## Supplied data
==================================================

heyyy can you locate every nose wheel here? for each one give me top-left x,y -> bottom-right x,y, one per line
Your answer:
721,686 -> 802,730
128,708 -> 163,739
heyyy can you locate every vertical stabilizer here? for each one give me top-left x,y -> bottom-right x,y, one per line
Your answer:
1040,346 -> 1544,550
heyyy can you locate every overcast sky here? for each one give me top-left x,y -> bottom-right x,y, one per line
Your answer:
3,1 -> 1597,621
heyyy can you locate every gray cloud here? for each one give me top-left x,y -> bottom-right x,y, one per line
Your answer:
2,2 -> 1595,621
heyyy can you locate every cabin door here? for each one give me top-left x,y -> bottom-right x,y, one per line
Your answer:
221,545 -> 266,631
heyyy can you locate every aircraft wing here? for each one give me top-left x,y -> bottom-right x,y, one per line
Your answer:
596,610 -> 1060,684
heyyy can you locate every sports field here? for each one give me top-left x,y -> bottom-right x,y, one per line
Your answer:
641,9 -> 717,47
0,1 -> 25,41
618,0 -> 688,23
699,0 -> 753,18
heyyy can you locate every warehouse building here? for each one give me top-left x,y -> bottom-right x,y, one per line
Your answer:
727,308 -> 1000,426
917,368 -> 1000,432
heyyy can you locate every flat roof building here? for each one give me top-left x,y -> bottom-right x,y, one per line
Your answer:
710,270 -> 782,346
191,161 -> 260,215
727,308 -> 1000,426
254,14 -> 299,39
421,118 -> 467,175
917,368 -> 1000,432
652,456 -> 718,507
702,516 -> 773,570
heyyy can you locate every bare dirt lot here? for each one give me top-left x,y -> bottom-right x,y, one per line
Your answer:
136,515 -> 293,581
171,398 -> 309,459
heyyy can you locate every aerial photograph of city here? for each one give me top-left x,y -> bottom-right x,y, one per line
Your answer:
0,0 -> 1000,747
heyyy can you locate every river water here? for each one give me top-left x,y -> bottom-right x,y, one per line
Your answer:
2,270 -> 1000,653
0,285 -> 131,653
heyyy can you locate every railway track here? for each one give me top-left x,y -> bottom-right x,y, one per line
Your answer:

==================================================

## Work to complete
An exact copy of every record is required.

## Written answer
heyyy can you locate every nose wheel here? for each one give me top-left x,y -> bottom-right x,y, one per line
Your answer:
721,686 -> 802,730
128,708 -> 163,739
heyyy can you locate every vertical stabilizer here? for each one give me top-left x,y -> bottom-right x,y, one per line
Your answer:
1040,346 -> 1544,550
heyyy can you locate every overcast sky here? for each one give me top-left x,y -> bottom-right x,y, one per line
Your answer:
3,1 -> 1597,621
heyyy can you locate every gray cloud here? for each one give me top-left x,y -> bottom-right x,y, one per line
Your answer:
2,2 -> 1595,621
heyyy can you locate every cabin door here? for each one give me top-left x,y -> bottom-right x,y, one per line
Your answer:
221,545 -> 266,631
heyyy can you locate every aircraft wing here? for each one give me top-left x,y -> bottom-right x,y, one per line
Your answer:
596,610 -> 1060,684
heyyy can you locate every sports field here? for each one give me top-left x,y -> bottom-right x,y, one per line
Your answer:
641,9 -> 717,47
0,1 -> 25,41
618,0 -> 688,23
699,0 -> 753,18
heyyy can you locate every warehouse building here? for each one give me top-left x,y -> bottom-right x,y, one per line
Your answer:
727,308 -> 1000,426
917,368 -> 1000,432
heyyy can you locate every flat roof building here? for each one give me top-left x,y -> bottom-right x,y, one per line
Your answer:
710,270 -> 782,346
191,161 -> 260,215
727,308 -> 1000,426
254,14 -> 299,39
421,118 -> 467,175
917,368 -> 1000,432
652,456 -> 718,507
702,516 -> 773,570
heyyy can you locate every bare dirt lot here? for each one give me top-left x,y -> bottom-right x,y, one per line
Your answer:
136,515 -> 293,581
171,398 -> 309,459
heyyy can you locate every aerial photograph of city here? for each one give me top-left x,y -> bottom-right x,y, one per line
Your answer:
0,0 -> 1000,747
heyyy can you locate every river water here? for each one give me top-left x,y -> bottom-right x,y, one per line
Your answer:
2,270 -> 1000,653
0,285 -> 131,653
heyyy can you locate every railway track here? for each one give me top-left x,y -> bottom-right x,y, one per line
Your answer:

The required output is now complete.